Problem requirements:
Repeat word for word the stretch of the career summary about Osgood from "Prior to the" through "for his conference.".

Text segment:
########
Prior to the 2006 season, he signed a four-year extension. That year, he expressed frustration with his limited role.

Osgood was named to the Pro Bowl in 2007, 2008, and 2010 as the designated special teams player for his conference.

===Jacksonville Jaguars===
On March 6, 2010, Osgood signed with the Jacksonville Jaguars to a three-year, $6.675 million contract, with a $2.2 million signing bonus. He was released on March 13, 2012.

===Detroit Lions===
The Detroit Lions signed Osgood on August 22, 2012.

===San Francisco 49ers===
The San Francisco 49ers signed Osgood on June 4, 2013, but he did not make the regular season roster. He was re-signed on September 11, 2013.
########
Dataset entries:
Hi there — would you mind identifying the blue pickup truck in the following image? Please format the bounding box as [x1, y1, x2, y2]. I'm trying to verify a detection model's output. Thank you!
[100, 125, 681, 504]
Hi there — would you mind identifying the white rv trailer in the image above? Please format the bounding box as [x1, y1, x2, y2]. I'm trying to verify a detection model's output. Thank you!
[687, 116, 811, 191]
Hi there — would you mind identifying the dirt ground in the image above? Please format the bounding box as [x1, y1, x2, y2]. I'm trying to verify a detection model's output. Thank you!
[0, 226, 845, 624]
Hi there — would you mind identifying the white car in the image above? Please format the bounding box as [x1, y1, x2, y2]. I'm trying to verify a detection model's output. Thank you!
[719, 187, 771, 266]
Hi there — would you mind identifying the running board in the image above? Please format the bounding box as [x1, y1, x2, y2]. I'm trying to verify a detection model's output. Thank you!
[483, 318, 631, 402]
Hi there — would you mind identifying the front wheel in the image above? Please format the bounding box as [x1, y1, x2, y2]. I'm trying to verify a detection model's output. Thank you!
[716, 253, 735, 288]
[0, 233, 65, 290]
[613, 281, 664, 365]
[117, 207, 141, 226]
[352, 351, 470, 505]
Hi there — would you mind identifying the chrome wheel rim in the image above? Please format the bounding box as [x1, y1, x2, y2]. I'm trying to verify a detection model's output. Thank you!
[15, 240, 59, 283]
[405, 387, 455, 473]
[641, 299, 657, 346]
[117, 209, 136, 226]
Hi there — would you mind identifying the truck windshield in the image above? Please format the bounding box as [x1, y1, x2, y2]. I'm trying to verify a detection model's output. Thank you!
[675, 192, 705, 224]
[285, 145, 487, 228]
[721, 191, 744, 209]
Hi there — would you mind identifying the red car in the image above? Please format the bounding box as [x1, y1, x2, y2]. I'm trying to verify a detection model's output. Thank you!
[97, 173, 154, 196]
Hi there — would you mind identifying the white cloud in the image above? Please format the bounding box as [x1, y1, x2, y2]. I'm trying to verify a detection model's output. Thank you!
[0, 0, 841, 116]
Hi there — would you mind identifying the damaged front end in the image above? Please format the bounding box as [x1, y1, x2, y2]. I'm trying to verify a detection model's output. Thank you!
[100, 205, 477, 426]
########
Task response:
Prior to the 2006 season, he signed a four-year extension. That year, he expressed frustration with his limited role.

Osgood was named to the Pro Bowl in 2007, 2008, and 2010 as the designated special teams player for his conference.